[Given request]
Extract every line of the material below that contains the word "shirt", matching case exactly.

[Saved entries]
..............................
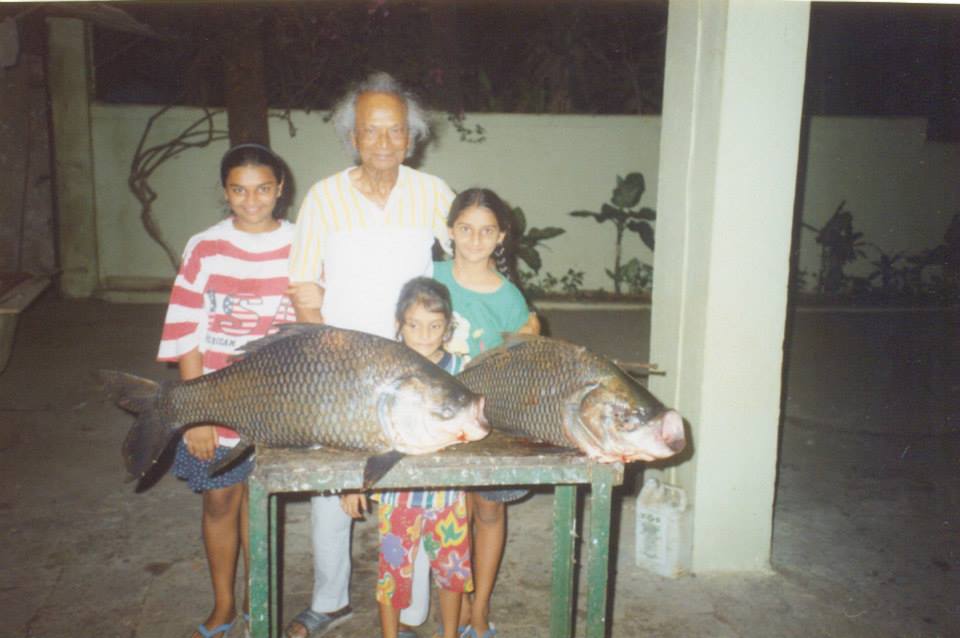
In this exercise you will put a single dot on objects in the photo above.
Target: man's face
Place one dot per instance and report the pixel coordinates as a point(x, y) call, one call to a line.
point(380, 135)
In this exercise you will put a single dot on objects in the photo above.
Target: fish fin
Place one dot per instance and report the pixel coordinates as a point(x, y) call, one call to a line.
point(130, 392)
point(238, 452)
point(284, 331)
point(377, 466)
point(145, 442)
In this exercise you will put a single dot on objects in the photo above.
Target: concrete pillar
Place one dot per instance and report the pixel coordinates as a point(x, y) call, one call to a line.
point(728, 164)
point(69, 83)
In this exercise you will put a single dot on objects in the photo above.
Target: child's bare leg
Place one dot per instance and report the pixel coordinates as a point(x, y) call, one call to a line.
point(489, 534)
point(449, 611)
point(221, 540)
point(245, 545)
point(389, 620)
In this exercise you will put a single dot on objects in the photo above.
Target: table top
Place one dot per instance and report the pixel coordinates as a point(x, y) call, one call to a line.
point(498, 459)
point(18, 290)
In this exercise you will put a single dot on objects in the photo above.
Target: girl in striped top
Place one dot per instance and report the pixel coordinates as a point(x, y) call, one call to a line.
point(421, 529)
point(230, 290)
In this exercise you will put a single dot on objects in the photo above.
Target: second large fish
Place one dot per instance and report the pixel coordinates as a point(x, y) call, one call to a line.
point(560, 393)
point(307, 386)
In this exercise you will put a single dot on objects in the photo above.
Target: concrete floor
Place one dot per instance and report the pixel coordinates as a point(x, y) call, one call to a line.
point(866, 532)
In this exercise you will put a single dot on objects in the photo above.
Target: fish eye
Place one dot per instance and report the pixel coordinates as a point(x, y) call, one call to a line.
point(446, 413)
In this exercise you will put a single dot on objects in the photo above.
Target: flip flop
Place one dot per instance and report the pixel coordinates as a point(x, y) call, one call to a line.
point(220, 631)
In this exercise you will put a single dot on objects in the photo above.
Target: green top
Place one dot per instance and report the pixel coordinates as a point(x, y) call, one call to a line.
point(481, 318)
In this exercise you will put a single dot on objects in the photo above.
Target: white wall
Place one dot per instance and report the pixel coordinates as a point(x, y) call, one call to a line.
point(548, 165)
point(901, 189)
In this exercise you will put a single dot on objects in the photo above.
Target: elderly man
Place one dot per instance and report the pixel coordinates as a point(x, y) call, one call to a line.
point(361, 234)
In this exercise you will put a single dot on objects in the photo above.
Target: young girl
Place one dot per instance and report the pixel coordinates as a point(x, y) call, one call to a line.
point(229, 291)
point(486, 304)
point(432, 521)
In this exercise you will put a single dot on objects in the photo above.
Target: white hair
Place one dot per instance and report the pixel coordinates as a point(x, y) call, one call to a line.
point(344, 114)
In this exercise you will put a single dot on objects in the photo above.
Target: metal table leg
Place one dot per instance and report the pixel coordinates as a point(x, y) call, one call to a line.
point(598, 568)
point(564, 530)
point(261, 623)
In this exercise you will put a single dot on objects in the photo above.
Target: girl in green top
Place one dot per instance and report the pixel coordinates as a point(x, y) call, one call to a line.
point(486, 304)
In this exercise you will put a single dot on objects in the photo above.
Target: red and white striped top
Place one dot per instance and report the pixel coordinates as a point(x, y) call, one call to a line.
point(229, 292)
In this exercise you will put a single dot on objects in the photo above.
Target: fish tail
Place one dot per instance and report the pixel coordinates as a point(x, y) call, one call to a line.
point(151, 433)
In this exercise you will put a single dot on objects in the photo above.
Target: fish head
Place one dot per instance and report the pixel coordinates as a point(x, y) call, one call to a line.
point(618, 420)
point(423, 414)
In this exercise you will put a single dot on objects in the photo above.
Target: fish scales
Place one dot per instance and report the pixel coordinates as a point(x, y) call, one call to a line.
point(307, 386)
point(525, 386)
point(561, 393)
point(308, 390)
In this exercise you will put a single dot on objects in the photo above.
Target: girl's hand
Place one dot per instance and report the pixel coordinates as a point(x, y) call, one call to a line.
point(201, 441)
point(306, 294)
point(532, 327)
point(354, 504)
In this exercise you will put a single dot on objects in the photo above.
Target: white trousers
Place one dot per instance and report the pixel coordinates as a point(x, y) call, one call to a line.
point(416, 614)
point(331, 554)
point(330, 534)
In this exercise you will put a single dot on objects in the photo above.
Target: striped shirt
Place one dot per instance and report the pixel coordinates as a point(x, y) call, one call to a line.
point(426, 499)
point(229, 292)
point(363, 254)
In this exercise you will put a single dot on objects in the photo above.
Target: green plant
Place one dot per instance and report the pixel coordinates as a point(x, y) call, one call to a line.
point(638, 276)
point(528, 242)
point(571, 282)
point(626, 195)
point(840, 246)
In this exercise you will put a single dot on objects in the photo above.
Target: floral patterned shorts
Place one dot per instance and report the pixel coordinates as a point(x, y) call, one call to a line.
point(446, 539)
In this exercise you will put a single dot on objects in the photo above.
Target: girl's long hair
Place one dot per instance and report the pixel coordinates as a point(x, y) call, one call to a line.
point(504, 256)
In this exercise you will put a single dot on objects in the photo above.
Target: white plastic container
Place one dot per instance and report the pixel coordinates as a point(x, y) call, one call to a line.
point(663, 529)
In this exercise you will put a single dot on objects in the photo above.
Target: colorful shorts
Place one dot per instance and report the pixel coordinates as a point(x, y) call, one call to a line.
point(196, 472)
point(446, 539)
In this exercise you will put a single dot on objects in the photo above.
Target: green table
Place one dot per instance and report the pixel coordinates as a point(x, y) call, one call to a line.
point(497, 460)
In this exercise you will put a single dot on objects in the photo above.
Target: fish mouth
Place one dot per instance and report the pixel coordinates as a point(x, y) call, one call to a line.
point(671, 431)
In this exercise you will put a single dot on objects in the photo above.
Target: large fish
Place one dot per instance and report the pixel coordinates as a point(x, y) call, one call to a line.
point(560, 393)
point(308, 386)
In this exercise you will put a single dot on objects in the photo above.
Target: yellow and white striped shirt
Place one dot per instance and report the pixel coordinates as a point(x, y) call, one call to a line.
point(363, 254)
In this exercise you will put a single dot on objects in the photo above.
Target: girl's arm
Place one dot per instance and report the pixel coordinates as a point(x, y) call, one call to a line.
point(531, 327)
point(201, 440)
point(307, 300)
point(354, 504)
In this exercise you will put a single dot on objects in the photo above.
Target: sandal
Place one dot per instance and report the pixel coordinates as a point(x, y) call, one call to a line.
point(470, 632)
point(220, 631)
point(461, 631)
point(318, 624)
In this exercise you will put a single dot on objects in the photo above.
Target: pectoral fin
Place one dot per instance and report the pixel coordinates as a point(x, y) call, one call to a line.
point(377, 466)
point(237, 453)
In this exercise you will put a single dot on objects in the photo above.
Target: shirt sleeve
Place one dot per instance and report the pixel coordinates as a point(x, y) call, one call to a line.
point(306, 252)
point(186, 317)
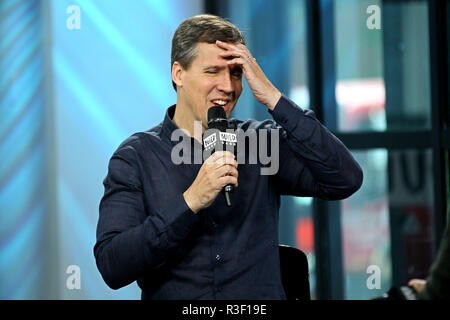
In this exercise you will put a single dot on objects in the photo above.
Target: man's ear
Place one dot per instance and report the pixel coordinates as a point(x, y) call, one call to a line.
point(177, 73)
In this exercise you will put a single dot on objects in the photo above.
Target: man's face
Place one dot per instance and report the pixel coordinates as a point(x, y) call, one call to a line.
point(210, 81)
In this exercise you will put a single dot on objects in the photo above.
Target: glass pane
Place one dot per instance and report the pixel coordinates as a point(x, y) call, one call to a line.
point(276, 35)
point(382, 65)
point(388, 224)
point(365, 229)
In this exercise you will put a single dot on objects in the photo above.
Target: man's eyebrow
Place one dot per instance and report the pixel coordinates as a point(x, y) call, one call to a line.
point(213, 67)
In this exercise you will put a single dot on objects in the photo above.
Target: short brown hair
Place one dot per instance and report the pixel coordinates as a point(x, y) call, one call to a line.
point(201, 28)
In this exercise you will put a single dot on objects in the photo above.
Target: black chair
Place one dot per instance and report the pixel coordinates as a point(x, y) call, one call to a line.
point(294, 273)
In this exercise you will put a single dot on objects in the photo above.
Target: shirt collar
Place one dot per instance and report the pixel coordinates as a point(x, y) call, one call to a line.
point(168, 127)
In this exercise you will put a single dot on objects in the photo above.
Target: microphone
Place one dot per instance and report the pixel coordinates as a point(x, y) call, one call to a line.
point(216, 138)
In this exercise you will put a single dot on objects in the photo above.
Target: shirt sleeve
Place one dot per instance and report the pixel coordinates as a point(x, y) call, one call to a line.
point(313, 162)
point(131, 242)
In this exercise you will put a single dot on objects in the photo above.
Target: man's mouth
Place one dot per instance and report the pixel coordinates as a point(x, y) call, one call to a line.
point(225, 104)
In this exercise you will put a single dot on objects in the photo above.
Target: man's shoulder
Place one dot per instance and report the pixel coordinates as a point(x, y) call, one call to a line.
point(137, 140)
point(252, 124)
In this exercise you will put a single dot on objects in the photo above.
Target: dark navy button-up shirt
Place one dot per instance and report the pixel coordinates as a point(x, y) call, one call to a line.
point(147, 233)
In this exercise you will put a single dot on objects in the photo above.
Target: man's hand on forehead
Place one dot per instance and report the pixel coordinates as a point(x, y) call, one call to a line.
point(263, 90)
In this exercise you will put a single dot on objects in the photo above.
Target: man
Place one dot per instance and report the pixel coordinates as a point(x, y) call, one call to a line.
point(164, 224)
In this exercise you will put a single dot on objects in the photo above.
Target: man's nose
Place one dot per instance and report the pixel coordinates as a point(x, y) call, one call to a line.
point(225, 84)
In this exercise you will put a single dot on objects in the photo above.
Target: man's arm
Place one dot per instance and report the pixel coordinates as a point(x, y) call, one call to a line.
point(129, 242)
point(321, 165)
point(313, 162)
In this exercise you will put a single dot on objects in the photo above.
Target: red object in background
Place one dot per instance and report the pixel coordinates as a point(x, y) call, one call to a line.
point(304, 234)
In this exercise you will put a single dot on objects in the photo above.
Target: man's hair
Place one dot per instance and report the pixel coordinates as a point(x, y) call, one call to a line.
point(205, 28)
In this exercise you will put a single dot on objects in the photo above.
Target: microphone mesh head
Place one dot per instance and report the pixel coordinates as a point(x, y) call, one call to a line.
point(216, 112)
point(217, 118)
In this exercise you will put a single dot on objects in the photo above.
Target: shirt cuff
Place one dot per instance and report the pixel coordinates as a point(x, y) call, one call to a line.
point(286, 113)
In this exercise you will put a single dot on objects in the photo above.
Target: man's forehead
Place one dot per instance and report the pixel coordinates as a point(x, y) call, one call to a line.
point(210, 52)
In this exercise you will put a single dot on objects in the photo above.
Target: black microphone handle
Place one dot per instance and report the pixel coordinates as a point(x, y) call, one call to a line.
point(228, 192)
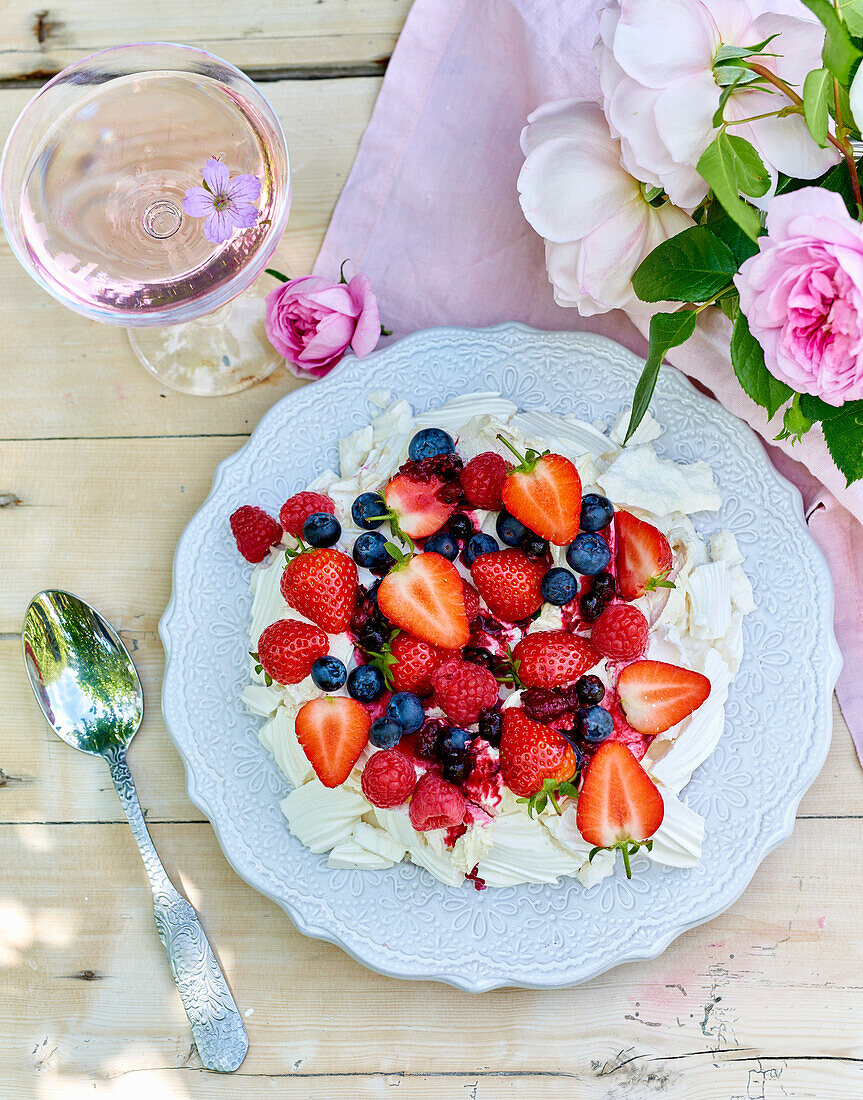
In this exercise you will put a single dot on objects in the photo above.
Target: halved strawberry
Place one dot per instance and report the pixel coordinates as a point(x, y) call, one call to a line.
point(509, 582)
point(619, 805)
point(642, 556)
point(321, 584)
point(655, 696)
point(424, 595)
point(332, 732)
point(531, 754)
point(544, 492)
point(553, 658)
point(417, 504)
point(415, 661)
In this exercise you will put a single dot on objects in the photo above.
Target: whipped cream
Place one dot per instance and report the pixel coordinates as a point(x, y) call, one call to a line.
point(697, 624)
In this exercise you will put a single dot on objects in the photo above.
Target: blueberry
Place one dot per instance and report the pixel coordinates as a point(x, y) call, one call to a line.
point(454, 741)
point(452, 749)
point(385, 734)
point(559, 586)
point(597, 512)
point(478, 543)
point(366, 683)
point(592, 606)
point(460, 527)
point(594, 724)
point(407, 710)
point(589, 691)
point(509, 529)
point(371, 551)
point(430, 441)
point(588, 553)
point(490, 726)
point(374, 635)
point(476, 655)
point(329, 673)
point(321, 529)
point(368, 510)
point(534, 546)
point(442, 543)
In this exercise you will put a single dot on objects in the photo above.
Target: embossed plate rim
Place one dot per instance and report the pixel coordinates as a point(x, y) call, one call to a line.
point(572, 970)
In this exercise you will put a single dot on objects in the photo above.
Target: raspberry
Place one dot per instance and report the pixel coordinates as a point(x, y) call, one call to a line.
point(388, 778)
point(462, 690)
point(297, 509)
point(435, 804)
point(255, 532)
point(620, 633)
point(471, 602)
point(287, 649)
point(483, 480)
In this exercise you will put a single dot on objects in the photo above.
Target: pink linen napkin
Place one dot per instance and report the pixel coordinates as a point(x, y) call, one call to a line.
point(430, 212)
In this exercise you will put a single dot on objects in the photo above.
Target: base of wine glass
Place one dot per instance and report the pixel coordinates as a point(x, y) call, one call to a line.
point(220, 353)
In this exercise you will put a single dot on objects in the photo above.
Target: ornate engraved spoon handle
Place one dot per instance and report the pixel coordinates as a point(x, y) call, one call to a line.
point(217, 1025)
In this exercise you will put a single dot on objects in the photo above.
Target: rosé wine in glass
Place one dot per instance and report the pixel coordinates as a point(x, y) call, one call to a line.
point(91, 191)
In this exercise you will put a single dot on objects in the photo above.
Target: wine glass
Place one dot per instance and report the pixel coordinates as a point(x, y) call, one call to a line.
point(147, 186)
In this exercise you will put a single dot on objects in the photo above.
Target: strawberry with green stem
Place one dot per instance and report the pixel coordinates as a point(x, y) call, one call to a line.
point(619, 805)
point(544, 493)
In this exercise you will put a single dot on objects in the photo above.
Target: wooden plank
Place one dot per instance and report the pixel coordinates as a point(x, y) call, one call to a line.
point(111, 539)
point(771, 988)
point(84, 375)
point(276, 36)
point(42, 779)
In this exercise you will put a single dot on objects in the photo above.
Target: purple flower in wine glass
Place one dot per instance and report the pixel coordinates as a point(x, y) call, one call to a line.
point(225, 204)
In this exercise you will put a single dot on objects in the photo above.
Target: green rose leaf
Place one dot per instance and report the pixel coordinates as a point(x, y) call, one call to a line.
point(741, 244)
point(748, 360)
point(817, 90)
point(730, 165)
point(692, 266)
point(844, 439)
point(666, 331)
point(839, 54)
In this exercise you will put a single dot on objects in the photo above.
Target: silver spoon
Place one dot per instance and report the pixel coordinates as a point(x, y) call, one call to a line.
point(89, 691)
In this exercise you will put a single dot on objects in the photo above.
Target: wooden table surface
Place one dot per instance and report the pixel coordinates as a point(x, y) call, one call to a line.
point(99, 473)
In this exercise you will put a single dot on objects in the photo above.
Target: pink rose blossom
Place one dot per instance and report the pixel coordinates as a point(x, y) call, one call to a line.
point(312, 322)
point(803, 295)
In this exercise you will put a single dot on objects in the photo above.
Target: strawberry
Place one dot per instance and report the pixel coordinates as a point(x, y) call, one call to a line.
point(544, 492)
point(509, 582)
point(388, 779)
point(287, 649)
point(471, 602)
point(332, 732)
point(483, 480)
point(620, 633)
point(416, 503)
point(553, 658)
point(415, 661)
point(463, 690)
point(643, 557)
point(423, 595)
point(297, 509)
point(255, 531)
point(435, 804)
point(655, 696)
point(531, 754)
point(619, 805)
point(321, 584)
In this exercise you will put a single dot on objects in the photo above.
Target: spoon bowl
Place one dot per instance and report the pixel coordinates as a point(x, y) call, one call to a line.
point(89, 691)
point(81, 673)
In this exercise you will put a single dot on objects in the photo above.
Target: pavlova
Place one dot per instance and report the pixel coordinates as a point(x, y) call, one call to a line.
point(494, 644)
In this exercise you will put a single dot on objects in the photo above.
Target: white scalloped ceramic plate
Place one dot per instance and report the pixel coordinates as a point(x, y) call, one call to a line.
point(402, 922)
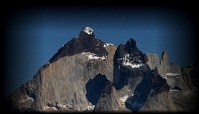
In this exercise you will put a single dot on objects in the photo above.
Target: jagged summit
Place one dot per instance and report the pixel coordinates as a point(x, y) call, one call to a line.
point(88, 30)
point(129, 55)
point(85, 43)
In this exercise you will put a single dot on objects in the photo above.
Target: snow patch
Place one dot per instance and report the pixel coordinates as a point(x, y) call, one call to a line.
point(107, 44)
point(93, 56)
point(123, 99)
point(88, 30)
point(173, 74)
point(127, 62)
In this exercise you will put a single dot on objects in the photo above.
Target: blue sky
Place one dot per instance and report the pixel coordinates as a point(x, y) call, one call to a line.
point(34, 35)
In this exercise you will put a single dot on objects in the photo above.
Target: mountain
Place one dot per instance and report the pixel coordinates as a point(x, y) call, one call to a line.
point(87, 74)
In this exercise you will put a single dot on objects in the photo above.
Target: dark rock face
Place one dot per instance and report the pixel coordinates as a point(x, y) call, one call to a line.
point(95, 86)
point(83, 43)
point(125, 59)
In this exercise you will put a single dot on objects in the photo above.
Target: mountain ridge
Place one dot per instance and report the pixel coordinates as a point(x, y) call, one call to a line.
point(87, 74)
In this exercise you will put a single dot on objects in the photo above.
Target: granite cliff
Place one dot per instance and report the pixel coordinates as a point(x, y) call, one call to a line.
point(87, 74)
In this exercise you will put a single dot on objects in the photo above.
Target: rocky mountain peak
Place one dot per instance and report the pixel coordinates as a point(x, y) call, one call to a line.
point(131, 45)
point(88, 30)
point(85, 42)
point(129, 54)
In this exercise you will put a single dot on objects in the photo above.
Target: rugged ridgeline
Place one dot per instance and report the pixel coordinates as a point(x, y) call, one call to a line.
point(87, 74)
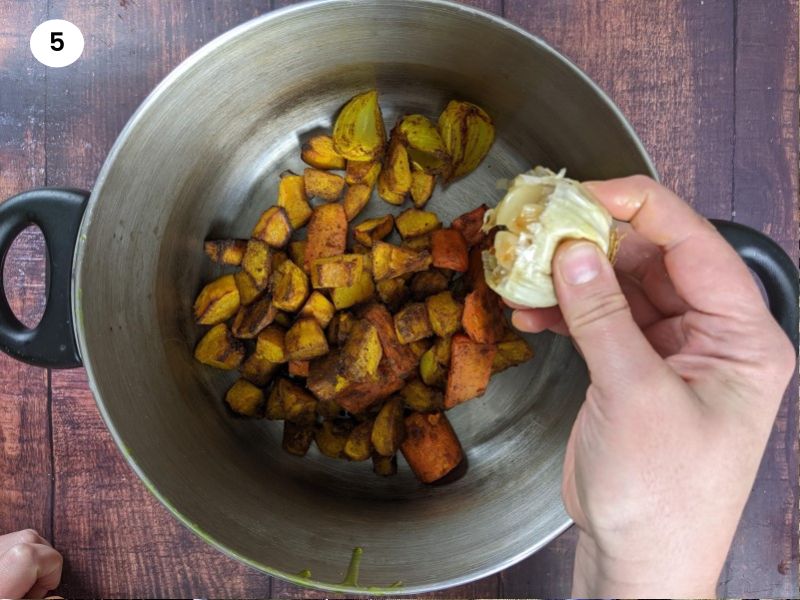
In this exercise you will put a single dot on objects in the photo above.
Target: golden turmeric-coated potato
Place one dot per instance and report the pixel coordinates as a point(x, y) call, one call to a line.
point(218, 301)
point(412, 323)
point(306, 340)
point(318, 307)
point(244, 398)
point(320, 153)
point(219, 349)
point(468, 133)
point(321, 184)
point(372, 230)
point(273, 227)
point(414, 222)
point(362, 352)
point(394, 180)
point(359, 133)
point(337, 271)
point(292, 198)
point(388, 430)
point(389, 261)
point(225, 252)
point(289, 286)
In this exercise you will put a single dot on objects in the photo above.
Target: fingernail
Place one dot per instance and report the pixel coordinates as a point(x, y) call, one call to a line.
point(579, 263)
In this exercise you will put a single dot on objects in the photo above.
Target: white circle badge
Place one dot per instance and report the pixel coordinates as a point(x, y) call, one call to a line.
point(56, 43)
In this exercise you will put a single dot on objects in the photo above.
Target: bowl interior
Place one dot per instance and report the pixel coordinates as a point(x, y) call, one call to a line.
point(201, 160)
..............................
[Solution to this exercise]
Target: striped shirt
Target: yellow and white striped shirt
Target: shirt sleeve
Target: shirt collar
Target: shirt sleeve
Target: dark navy button-up shirt
Target: shirt cuff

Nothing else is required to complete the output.